→ What this task involves: Print out each entry below exactly; do not carry over any image.

Photo-based referring expression data
------------------------------------------------------------------------
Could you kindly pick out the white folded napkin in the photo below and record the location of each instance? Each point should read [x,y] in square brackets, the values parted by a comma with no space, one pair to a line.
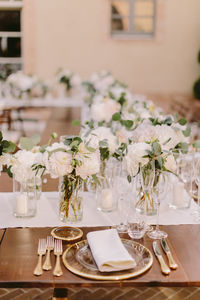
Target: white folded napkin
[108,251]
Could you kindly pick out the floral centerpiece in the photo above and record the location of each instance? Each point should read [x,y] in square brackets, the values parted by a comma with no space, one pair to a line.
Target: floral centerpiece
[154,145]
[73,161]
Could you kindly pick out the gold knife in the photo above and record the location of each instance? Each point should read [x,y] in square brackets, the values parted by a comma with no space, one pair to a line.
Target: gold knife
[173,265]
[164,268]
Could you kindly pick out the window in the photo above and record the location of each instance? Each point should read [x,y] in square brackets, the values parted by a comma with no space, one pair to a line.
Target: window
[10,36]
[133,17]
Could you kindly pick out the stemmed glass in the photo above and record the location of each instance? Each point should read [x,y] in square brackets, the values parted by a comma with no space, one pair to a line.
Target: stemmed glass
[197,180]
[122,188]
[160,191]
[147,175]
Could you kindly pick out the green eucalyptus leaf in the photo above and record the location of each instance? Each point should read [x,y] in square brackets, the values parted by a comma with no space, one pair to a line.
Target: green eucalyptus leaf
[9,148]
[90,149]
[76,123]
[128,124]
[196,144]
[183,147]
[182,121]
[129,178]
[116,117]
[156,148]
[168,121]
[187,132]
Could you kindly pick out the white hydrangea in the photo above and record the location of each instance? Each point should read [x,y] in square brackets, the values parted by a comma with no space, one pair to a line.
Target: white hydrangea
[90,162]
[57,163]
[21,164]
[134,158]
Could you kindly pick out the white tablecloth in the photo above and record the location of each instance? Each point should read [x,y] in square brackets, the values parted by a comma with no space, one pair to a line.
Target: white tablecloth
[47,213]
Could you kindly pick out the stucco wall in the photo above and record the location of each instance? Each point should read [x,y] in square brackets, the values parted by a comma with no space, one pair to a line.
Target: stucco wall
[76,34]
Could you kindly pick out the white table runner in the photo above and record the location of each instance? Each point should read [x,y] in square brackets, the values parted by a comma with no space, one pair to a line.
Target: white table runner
------------------------------------------------------------------------
→ Task result:
Could you kindly pick out the white folded napkin in the photo below and record the location of each instance? Each point should read [x,y] in square brackets, the values parted by a comma with no space, one pair to a line.
Target: white folded napkin
[108,251]
Could you kindly pick out the floral centerpiece in the photo above and record the location of each instance? Each point should read [x,y] in square brackets, the values parted by a comma with no space, one pair to a line.
Target: floral centerpiece
[154,145]
[73,161]
Could you kindly pick out the gold knife in the photo above and record the location of each instance? Each point should read [x,y] in square brackets, the values parted by a comma with no space, one pair to a line.
Target: gold knife
[173,265]
[164,268]
Could you kindly pick out the window in the photo above and record the location of each instance? Each point should read [x,y] in square brackets, the values parted by a comma with no space, one pair to a line.
Target: window
[10,36]
[133,17]
Could you kindly pick out the stemmed glass in the photo above and record the location of each instance? Each point should read [x,y] in square brackets, the values parted by a comma with no space, one pair to a line.
Target: stemmed glass
[197,180]
[122,188]
[160,191]
[147,175]
Could you kindly pick out the green eucalyptus leaf in the photo above and record the location of each instance? Each point should read [x,y] in square brackets, the values parted by a comma with no space, one pair to a line.
Target: green eucalyptus leaf
[9,148]
[90,149]
[76,123]
[128,124]
[196,144]
[183,147]
[182,121]
[129,178]
[116,117]
[156,148]
[168,121]
[187,132]
Could you kindly pick out the white hydrangea in the photo above and record the location of each instance? Each point should read [x,y] in square brackets, the values parted by a comma with no space, one pair to a line.
Target: white hydrangea
[90,162]
[57,163]
[21,164]
[134,158]
Could you kindly pick out the white tablecloth in the photo above and record the location of each instance? Each point should read [x,y] in square brackets, the values parted by a comma with no space, one pair to a line.
Target: white tablecloth
[47,213]
Could you kindly pick out the stucco wall in the photo above and record the location of each instance? Each point should read [x,y] in square brackets, the values parted by a comma with no space, one pair to a line.
Target: stucco wall
[76,34]
Could you kindly pick out the white table runner in the photo above and record the location of each instance? Each point should read [x,y] in square brackets, the values parted by a comma with no space, one pair to a line.
Target: white table runner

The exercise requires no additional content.